Work order: Below are entries; output exactly the lines from the one with "segment --target man" to the one with "segment --target sunglasses", both included, and nothing else.

<<<<

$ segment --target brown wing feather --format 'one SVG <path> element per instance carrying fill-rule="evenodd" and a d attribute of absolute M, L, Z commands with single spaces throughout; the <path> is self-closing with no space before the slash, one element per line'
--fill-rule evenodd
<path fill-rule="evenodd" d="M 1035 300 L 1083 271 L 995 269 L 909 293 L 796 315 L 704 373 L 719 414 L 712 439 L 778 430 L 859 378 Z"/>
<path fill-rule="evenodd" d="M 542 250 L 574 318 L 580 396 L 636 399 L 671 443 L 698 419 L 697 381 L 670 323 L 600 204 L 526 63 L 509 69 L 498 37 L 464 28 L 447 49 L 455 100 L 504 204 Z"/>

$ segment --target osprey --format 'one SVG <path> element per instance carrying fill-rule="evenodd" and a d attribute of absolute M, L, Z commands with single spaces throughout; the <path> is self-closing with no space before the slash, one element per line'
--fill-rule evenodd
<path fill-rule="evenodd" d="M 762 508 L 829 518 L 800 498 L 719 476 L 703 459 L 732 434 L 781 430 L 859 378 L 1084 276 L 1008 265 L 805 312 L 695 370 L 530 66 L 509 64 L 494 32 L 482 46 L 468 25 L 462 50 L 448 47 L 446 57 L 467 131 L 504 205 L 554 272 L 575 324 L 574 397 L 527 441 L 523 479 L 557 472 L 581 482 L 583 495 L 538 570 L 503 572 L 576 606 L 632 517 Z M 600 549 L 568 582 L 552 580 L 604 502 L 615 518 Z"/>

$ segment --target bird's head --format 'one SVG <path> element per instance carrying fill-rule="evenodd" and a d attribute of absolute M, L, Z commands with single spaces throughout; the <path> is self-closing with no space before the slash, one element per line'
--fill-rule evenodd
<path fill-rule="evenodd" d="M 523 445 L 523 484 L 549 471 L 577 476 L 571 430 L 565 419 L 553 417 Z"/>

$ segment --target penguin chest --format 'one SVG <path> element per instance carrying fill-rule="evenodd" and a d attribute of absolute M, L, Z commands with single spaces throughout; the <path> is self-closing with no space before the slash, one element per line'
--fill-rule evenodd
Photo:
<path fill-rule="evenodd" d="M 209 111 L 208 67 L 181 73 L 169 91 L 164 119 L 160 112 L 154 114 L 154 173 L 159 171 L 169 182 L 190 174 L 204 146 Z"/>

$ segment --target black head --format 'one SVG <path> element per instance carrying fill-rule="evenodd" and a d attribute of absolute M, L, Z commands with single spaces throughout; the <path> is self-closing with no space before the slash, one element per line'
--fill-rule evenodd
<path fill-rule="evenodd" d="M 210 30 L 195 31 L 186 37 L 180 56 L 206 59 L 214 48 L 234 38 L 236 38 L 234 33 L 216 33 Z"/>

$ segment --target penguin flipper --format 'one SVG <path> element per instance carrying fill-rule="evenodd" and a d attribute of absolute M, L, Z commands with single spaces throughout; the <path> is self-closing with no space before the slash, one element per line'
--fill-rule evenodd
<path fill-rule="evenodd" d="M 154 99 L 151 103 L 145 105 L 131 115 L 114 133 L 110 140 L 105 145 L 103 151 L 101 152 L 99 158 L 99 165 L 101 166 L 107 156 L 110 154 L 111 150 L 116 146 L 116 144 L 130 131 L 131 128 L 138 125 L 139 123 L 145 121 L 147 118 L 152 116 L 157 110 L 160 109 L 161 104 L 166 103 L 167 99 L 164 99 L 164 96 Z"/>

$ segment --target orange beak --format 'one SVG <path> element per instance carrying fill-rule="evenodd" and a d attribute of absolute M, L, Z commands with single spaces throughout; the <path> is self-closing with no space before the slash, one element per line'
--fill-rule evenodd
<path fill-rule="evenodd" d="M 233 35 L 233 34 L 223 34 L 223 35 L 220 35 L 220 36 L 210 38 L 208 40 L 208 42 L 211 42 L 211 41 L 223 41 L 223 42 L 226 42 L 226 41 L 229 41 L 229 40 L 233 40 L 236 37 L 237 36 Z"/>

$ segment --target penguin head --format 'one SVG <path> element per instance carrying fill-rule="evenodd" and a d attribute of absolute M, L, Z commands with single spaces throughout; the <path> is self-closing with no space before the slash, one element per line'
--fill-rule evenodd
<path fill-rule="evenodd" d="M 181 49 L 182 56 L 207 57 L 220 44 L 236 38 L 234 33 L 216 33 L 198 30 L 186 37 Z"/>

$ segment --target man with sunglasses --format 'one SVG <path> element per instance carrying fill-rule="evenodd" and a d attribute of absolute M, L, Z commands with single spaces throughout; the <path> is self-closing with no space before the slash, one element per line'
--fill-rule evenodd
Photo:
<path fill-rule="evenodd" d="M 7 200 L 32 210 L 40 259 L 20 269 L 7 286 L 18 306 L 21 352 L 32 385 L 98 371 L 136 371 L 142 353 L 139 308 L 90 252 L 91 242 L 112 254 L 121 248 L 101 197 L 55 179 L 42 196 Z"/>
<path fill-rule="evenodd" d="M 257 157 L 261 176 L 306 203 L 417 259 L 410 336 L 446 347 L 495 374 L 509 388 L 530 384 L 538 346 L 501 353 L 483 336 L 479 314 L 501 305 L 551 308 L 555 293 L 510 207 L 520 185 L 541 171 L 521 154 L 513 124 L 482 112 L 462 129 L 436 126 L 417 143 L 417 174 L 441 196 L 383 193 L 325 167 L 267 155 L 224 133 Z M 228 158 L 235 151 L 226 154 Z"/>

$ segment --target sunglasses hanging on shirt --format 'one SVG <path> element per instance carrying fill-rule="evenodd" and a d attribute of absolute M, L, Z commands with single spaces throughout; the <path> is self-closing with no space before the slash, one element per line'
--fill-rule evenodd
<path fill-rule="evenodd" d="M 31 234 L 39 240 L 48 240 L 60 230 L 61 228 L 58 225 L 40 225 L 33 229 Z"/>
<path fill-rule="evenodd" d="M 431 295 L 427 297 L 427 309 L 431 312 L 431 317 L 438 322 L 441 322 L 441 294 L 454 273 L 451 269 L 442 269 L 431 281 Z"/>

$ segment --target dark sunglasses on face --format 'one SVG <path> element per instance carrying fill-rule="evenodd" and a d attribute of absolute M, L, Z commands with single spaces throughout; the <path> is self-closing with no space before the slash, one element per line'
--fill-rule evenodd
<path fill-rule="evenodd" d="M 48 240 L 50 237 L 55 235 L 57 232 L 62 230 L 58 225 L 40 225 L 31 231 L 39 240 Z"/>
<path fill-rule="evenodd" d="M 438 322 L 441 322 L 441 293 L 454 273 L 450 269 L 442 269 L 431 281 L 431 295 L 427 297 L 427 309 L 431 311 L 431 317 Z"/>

>>>>
<<<<

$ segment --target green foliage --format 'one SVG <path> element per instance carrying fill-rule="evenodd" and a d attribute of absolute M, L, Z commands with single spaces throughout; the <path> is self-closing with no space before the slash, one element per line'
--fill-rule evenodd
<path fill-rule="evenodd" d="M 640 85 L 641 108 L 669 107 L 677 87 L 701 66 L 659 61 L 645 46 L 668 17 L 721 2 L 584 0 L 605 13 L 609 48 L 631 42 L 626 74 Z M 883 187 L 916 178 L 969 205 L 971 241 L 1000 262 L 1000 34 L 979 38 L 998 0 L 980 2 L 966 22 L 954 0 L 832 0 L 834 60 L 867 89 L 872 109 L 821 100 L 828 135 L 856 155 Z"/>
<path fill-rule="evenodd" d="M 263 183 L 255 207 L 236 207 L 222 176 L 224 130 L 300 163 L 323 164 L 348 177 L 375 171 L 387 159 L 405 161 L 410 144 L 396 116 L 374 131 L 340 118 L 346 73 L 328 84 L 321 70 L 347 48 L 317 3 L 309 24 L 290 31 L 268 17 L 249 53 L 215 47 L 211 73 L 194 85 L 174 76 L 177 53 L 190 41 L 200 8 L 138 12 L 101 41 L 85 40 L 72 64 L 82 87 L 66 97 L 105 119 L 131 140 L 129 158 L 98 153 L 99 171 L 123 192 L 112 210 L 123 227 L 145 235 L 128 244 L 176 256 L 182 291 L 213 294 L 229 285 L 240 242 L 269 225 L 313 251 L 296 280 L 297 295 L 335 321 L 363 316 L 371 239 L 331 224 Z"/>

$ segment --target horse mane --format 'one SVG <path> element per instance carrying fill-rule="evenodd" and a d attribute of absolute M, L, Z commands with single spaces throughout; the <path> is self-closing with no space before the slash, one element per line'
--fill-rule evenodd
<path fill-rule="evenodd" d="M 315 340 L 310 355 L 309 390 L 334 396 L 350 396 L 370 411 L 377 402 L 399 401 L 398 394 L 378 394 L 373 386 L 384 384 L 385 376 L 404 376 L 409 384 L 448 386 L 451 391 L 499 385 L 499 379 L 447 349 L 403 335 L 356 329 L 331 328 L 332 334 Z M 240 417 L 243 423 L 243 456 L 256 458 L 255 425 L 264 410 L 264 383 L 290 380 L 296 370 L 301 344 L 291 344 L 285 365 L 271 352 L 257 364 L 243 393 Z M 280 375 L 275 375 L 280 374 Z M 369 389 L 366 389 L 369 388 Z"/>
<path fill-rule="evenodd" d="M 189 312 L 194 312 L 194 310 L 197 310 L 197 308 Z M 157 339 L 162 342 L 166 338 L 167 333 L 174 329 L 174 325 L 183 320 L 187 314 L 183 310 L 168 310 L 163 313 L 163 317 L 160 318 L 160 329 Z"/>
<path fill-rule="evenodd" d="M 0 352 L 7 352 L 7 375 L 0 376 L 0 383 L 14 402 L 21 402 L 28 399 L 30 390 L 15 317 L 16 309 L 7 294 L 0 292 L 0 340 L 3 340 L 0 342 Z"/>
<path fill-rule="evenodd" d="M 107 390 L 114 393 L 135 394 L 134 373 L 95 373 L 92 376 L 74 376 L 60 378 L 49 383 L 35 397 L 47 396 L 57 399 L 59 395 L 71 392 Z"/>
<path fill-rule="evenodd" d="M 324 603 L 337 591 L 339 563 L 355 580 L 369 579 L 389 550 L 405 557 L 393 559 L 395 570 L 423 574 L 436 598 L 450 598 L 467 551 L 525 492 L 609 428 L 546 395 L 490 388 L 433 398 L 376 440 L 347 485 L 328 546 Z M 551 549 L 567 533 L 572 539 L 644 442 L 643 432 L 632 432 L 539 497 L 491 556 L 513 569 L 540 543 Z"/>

>>>>

Reply to the exercise:
$ segment --target man with sunglasses --format 'one SVG <path> element per instance carrying fill-rule="evenodd" and a d attribute of absolute M, L, Z commands with single spaces throughout; the <path> is self-closing with no space before the slash, one element per line'
--fill-rule evenodd
Photo:
<path fill-rule="evenodd" d="M 7 200 L 32 210 L 40 259 L 20 269 L 7 286 L 18 306 L 21 352 L 32 385 L 98 371 L 136 371 L 142 353 L 139 308 L 90 252 L 91 242 L 112 254 L 121 248 L 101 197 L 55 179 L 42 196 Z"/>
<path fill-rule="evenodd" d="M 257 157 L 261 176 L 306 203 L 417 259 L 410 336 L 446 347 L 495 374 L 509 388 L 530 384 L 538 346 L 501 353 L 483 336 L 479 314 L 501 305 L 551 308 L 555 293 L 510 207 L 520 185 L 541 171 L 521 154 L 513 124 L 482 112 L 462 129 L 436 126 L 417 143 L 417 174 L 441 196 L 383 193 L 325 167 L 267 155 L 224 133 Z M 228 158 L 235 151 L 226 154 Z"/>

$ segment --target sunglasses hanging on shirt --format 'one SVG <path> element per instance carrying fill-rule="evenodd" and a d attribute of absolute M, L, Z commands with single spaces throughout; the <path> is self-closing with no space before the slash, one element per line'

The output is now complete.